Fragment:
§
Ja sądzę, że tylko radykalny wstrząs może coś zmienić, stworzyć
nową, pozbawioną tandety jakość. Bo człowiek upajający się
konsumpcją, zagłusza myślenie i zdolność dostrzeżenia własnej
drogi po równi pochyłej.
Beata B.

Beata B. właściciel, Beata
Brzezicka. Biuro
Brzeziccy

Temat: Człowiek z plastiku.

Piotr S.:
"Homo tandeticus

W rosyjskim slangu jest fajne (bo pojedyncze!:) słowo: halawa...

Słowo to oznacza: za darmo, na krzywy ryj, gratisowo, bez wysiłku...

Ja bym powiedziała, że dzisiejszy człowiek to jest Homo halawikus...:)

Czy ta ucieczka od wysiłku, chęć załapania się na gwarancje słodkiego, miłego życia, wrobienie kogoś w utrzymanie akurat mnie, a nie odwiecznego, namaszczonego przez samego boga ktosia, który przecież nie jest niczym lepszym ode mnie, jest tandetą?

Pewnie jest, jeśli za wartość przyjmiemy pracę, a za sens życia - bycie przydatnym.

Jeśli zaś przyjmiemy, że nie po to od wieków projektujemy sposoby uniknięcia cierpień, przedłużenia życia i uwolnienia się od trudu, żeby mimo wszystko pracować, to się okaże, że jak zwykle większość ma rację.:)

Nie dlatego, że rzeczywiście tą rację w dzisiejszym znaczeniu ma, ale dlatego, że przyszłość wyznaczy inne racje, do których gnani "instynktem ewolucyjnym" cisną się wszyscy, komu nie leń...

Temat: Człowiek z plastiku.

Dla mnie za szeroko i głęboko jak na dyskusję w sieci.
Piotr zadałeś w artykule 22 pytania wagi ciężkiej...praktycznie każde z nich może być osobnym tematem wątku...jak się odnieść to tak rozległego problemu?
Człowiek tandetny, jako przedstawiciel cywilizacji zachodniej, w/g mnie jest wytworem dehumanizacji, traktujemy się przedmiotowo, następuje gwałtowna komercjalizacja życia, gloryfikowanie wartości materialnych kosztem duchowych, przemoc w imię religii, władzy, chęci posiadania...

"Czy można to jeszcze odwrócić i wyrwać się z tego zaklętego kręgu?"
" Czy bez radykalnych wydarzeń jesteśmy w stanie wygenerować odpowiednich przywódców?"

Te dwa pytania można zastąpić jednym - czy bez radykalnych wydarzeń jesteśmy w stanie obrać inny kierunek naszych przemian?
Moim zdaniem...nie jesteśmy w stanie. Ulegniemy pod presją azjatyckich społeczeństw, działających grupowo;)
...a przywódcy są zbędni...minęły czasy Czyngis-chanów...potrzebna jest jedynie rezygnacja z indywidualizmu na rzecz wzmocnienia więzi społecznych.

Temat: Człowiek z plastiku.
§
Rekordy:

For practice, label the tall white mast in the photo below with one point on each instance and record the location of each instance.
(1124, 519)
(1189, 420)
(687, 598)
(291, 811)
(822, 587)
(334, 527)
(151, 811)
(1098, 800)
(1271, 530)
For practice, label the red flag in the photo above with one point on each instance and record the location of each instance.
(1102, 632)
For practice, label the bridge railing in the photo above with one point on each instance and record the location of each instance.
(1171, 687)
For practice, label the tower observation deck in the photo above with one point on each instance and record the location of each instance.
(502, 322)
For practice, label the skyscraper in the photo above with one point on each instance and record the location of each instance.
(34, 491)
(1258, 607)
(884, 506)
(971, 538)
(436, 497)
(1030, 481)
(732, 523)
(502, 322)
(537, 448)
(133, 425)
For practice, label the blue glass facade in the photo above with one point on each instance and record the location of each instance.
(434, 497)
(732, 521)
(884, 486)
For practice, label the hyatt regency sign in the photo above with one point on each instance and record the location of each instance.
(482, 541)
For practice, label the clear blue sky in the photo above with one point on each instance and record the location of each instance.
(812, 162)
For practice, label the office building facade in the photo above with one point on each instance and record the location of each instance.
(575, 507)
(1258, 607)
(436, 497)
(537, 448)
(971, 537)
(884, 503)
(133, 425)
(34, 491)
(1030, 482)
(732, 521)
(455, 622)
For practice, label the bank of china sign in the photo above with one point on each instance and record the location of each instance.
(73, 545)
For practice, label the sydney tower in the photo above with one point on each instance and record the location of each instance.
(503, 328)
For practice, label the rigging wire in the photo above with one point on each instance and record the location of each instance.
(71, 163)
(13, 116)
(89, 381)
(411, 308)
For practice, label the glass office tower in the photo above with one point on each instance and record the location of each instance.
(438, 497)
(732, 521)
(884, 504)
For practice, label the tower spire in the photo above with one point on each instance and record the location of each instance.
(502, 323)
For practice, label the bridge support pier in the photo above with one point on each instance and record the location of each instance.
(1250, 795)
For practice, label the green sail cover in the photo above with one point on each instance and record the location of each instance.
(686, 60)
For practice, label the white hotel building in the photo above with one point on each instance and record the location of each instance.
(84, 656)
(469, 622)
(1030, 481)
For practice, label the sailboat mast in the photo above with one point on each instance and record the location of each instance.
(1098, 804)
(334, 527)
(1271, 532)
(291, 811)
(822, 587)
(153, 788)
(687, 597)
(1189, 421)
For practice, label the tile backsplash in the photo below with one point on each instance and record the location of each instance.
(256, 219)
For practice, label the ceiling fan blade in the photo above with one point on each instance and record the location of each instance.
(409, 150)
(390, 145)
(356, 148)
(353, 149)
§
Polecenie:
Odpowiedz krótko na podstawie fragmentu, numerując odpowiedzi tak samo:
1. Co oznacza rosyjskie słowo „halawa”?
2. Ile pytań zadał Piotr w artykule?
3. Pod presją jakich społeczeństw, zdaniem autora ostatniej wypowiedzi, ulegniemy?

Rozwiązanie:
1. Za darmo, na krzywy ryj, gratisowo, bez wysiłku.
2. 22 pytania.
3. Azjatyckich społeczeństw, działających grupowo.